* [課題 1] 社会人の心得についての文章を、二文で要約してください。
* [課題 2] 社会人の心得についての文章を、最後の文の後から書き継いでください。

* [提示文]
☆ ☆ ☆

2020年3月16日 (月) 投稿者: メディア技術コース

 新型コロナウィルス感染防止のため、今年度の卒業式は中止となり、19日は卒業研究室ごとでの学位記の授与となりました。たいへん残念なことですがご理解ください。
 
 卒業生の皆さんの多くは社会人として仕事を始めることになります。今日から19日までの4日間、社会人の振る舞いとして知っておくとよいことがらを4つご紹介したいと思います。4つの頭文字をとってECHOとなります。
 
 私自身は、8年前に教員になるまでは30年間サラリーマンとして数社の民間企業で働きました。30代後半と40代の15年あまりは、外資系コンピューターメーカーのシリコングラフィックス社(今はもう消滅しています)の日本法人に勤務しました。システムエンジニア、プログラマー、プログラミング講師、顧客サポート、ソフト開発、マーケティングなどいろいろな仕事をしました。管理職も少しやりました。
 
 今回の4つのトピックは、そのときに折に触れて学んだ概念です。体系だったものではなく、日本語でぴったりの訳語もないので英単語のままそれぞれ紹介します。概念としては日本の会社でも普通に使われるし通用するものです。
 
 1回目の今日はエスカレーション(Escalation)です。エスカレーターと同じ意味で「上にあげること」です。会社組織の中では「問題点を上司に報告して共有する」という意味になります。一つ上の組織階層に問題を持ち上げることです。
 
 真面目に仕事に取り組む人が陥りやすいのは、問題が起きたときに自分で何とか解決しようとすることです。心がけはそれでよいし、安易に上司に相談ばかりすると「自分で考えろ」と言われてしまいます。しかしそれも程度問題です。若手のうちは早めに直属の上司に問題点を相談しましょう。若手のうちなら安易に相談しても大目に見てもらえます。

☆ ☆ ☆

* [提供資料]

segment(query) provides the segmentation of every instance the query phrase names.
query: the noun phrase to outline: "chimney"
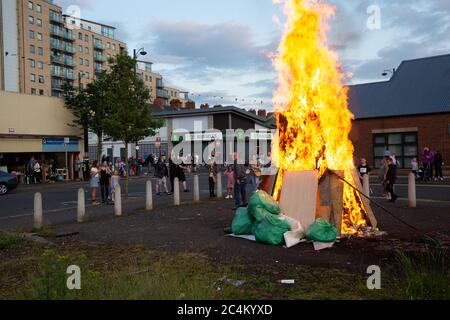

☆ ☆ ☆

* [回答 1] 感染防止のため卒業式は中止となり、19日に卒業研究室ごとに学位記が授与されることになりました。筆者は社会人となる卒業生に向けて、民間企業勤務時代に学んだ4つの概念を頭文字ECHOとして19日までの4日間で紹介するとし、初回のエスカレーションについては、問題点を上司に報告して共有することであり、若手のうちは一人で抱え込まず早めに直属の上司に相談するよう勧めています。

* [回答 2]
 
 特に、純粋に技術的な問題でなく人(同僚・社内外・顧客)が関係してくる問題は、早めのエスカレーションが必要です。あなたが何日も悩んでいることを上司なら即座に解決できるかもしれません。
 
 上司に相談した瞬間に、問題解決の責任者はあなたではなくその上司になります。上司もちゃんと対応しなければならないのです。
 
 エスカレーションという概念と合わせてbad news firstとよく言われました。悪い知らせほど早く上司に知らせろということです。良いことを早く知らせたい、悪い知らせをすると怒られてしまうのでは、と思うのは人情です。
 
 報告者を責める上司にはやがて悪い知らせは上がらなくなり、問題が未解決のまま放置されがちになります。優秀な上司は悪い報告をした部下をやみくもに叱るようなことはせず、むしろ歓迎するはずです。
 
 問題を報告すれば責任は自分ではなく上司に移行する、ぐらいの気持ちをもって積極的にエスカレーションをしましょう。もちろん、やりすぎ注意です。